* QUOTED PASSAGE:
■ ■ ■
Ben Shimkus, a reporter at Business Insider, tried to simulate his own data center in the new 'Data Center' demo game. It didn't go particularly well.
  • I demoed 'Data Center,' an upcoming PC simulator game. It was humbling.
  • Box CEO Aaron Levie jokingly called the game "Madden" for techies.
  • I found it to be a detailed simulation of working at a data center, but I won't be switching careers.

I began my virtual career in the data center industry, standing next to a commercial-sized trash receptacle.

The room was fluorescent-lit and aggressively gray. A platform trolley sat nearby. There was a lounge area right next to the trash (an interesting touch!), and I had $30,000 in fake money to spend.

This is how "Data Center," an upcoming PC game by indie developer Václav Novák, introduces players to the fastest-constructing sector in America.

Some Silicon Valley insiders have already discovered the game. On X, Box CEO Aaron Levie called it the tech industry's version of "Madden," the NFL's long-running video game franchise.
■ ■ ■
* JOB A:
Select every line in the rows below that contains the word "flower", and copy each one out.
■ ■ ■
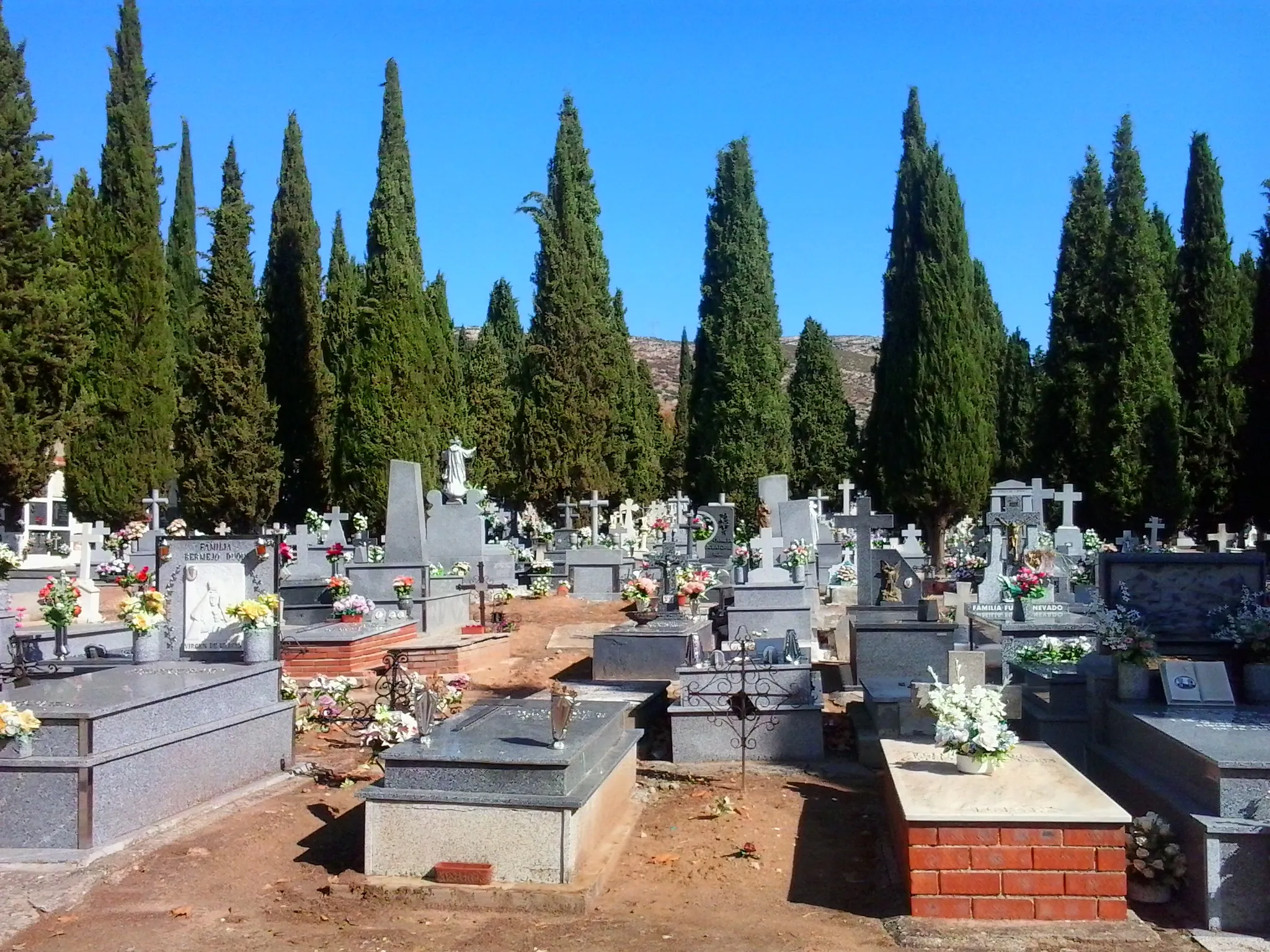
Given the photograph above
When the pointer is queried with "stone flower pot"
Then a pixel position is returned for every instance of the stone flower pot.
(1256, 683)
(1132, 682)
■ ■ ■
* JOB B:
Pick up the article about demoing the "Data Center" simulator game and continue it from its last sentence.

* WRITTEN ANSWER A:
When the pointer is queried with "stone flower pot"
Then a pixel position is returned for every instance of the stone flower pot.

* WRITTEN ANSWER B:
As a '90s kid who grew up on "Madden," that comparison felt like a challenge: Could I manage the digital infrastructure powering the AI boom?

If my time playing the game's demo is any indication, I'm not changing my industry anytime soon.

My gameplay: Overwhelmed

'Data Centers' starts gamers out with an empty server room (seen above) and a computer.

The goal of "Data Center" is straightforward in theory: buy racks, install servers, run cables, configure networking, and connect clients to computing power.

If everything is wired correctly, experience points climb, reputation rises, and more customers want what you're selling.

I followed the block of yellow text in the left-hand corner of the screen, which told me every step I should take. I also flicked through the pamphlet-like tutorial screen for further (read: much-needed) guidance.

Byte Blvd didn't give me a promotion, unfortunately.

After 30-ish minutes of fits and starts, I began shopping for aluminum frames, CAT6E cables, and something called an SFP RJ45. I bought one of each and hoped that counted as a winning strategy.

My first client, a fictional company called Bermuda Triangle Backup, needed storage and 5,000 IOPS.

Uh oh. I did not know what IOPS stood for. I installed servers anyway.

Eventually, after several false starts, tangled wiring, and a fair amount of hurriedly dashing across the concrete floor, I connected the company to its machine.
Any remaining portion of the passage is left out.